■ **Text under study**
------

Itaconic acid production is regulated by LaeA in Aspergillus pseudoterreus

• Published in: Metabolic engineering communications Vol. 15; p. e00203
• Main Authors: Pomraning, Kyle R., Dai, Ziyu, Munoz, Nathalie, Kim, Young-Mo, Gao, Yuqian, Deng, Shuang, Lemmon, Teresa, Swita, Marie S., Zucker, Jeremy D., Kim, Joonhoon, Mondo, Stephen J., Panisko, Ellen, Burnet, Meagan C., Webb-Robertson, Bobbie-Jo M., Hofstad, Beth, Baker, Scott E., Burnum-Johnson, Kristin E., Magnuson, Jon K.
• Format: Journal Article
• Language: English
• Published: United States Elsevier B.V 01.12.2022; Elsevier
• Subjects: Aspergillus; Aspergillus pseudoterreus; BASIC BIOLOGICAL SCIENCES; biochemical pathways; biomass; biosynthesis; feedstocks; Full Length; Itaconic acid; laeA; metabolome; Multi-omics; multigene family; Phosphate; phosphates; Process robustness; proteome; secondary metabolites; sugars; transcriptome; Itaconic acid; laeA; Aspergillus pseudoterreus; Process robustness; Phosphate; Multi-omics
• ISSN: 2214-0301; 2214-0301
• DOI: 10.1016/j.mec.2022.e00203

The global regulator LaeA controls secondary metabolism in diverse Aspergillus species. Here we explored its role in regulation of itaconic acid production in Aspergillus pseudoterreus. To understand its role in regulating metabolism, we deleted and overexpressed laeA, and assessed the transcriptome, proteome, and secreted metabolome prior to and during initiation of phosphate limitation induced itaconic acid production. We found that secondary metabolite clusters, including the itaconic acid biosynthetic gene cluster, are regulated by laeA and that laeA is required for high yield production of itaconic acid. Overexpression of LaeA improves itaconic acid yield at the expense of biomass by increasing the expression of key biosynthetic pathway enzymes and attenuating the expression of genes involved in phosphate acquisition and scavenging. Increased yield was observed in optimized conditions as well as conditions containing excess nutrients that may be present in inexpensive sugar containing feedstocks such as excess phosphate or complex nutrient sources. This suggests that global regulators of metabolism may be useful targets for engineering metabolic flux that is robust to environmental heterogeneity. •The Itaconic acid biosynthetic gene cluster is regulated by laeA.•LaeA is required for production of itaconic acid.•Overexpression of laeA attenuates genes involved in phosphate acquisition.•Global regulator engineering increases robustness of itaconic acid production.

------

■ **Listed records**
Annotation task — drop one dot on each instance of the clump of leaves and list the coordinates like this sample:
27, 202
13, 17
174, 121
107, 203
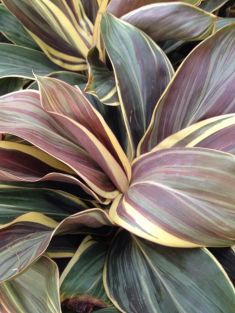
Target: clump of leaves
143, 200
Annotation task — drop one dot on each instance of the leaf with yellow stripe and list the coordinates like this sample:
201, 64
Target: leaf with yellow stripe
81, 283
142, 72
216, 133
180, 197
172, 21
61, 29
23, 116
27, 237
121, 7
202, 87
36, 290
140, 276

------

■ **Work order 1**
From the LaeA abstract, copy out the passage that begins at the words "Itaconic acid production is" and stops after "Magnuson, Jon K.".
■ **Work order 2**
According to the LaeA abstract, at the expense of what does overexpression of LaeA improve itaconic acid yield?
The lines have nothing to do with what is asked here.

■ **Expected answer 1**
Itaconic acid production is regulated by LaeA in Aspergillus pseudoterreus

• Published in: Metabolic engineering communications Vol. 15; p. e00203
• Main Authors: Pomraning, Kyle R., Dai, Ziyu, Munoz, Nathalie, Kim, Young-Mo, Gao, Yuqian, Deng, Shuang, Lemmon, Teresa, Swita, Marie S., Zucker, Jeremy D., Kim, Joonhoon, Mondo, Stephen J., Panisko, Ellen, Burnet, Meagan C., Webb-Robertson, Bobbie-Jo M., Hofstad, Beth, Baker, Scott E., Burnum-Johnson, Kristin E., Magnuson, Jon K.

■ **Expected answer 2**
Biomass.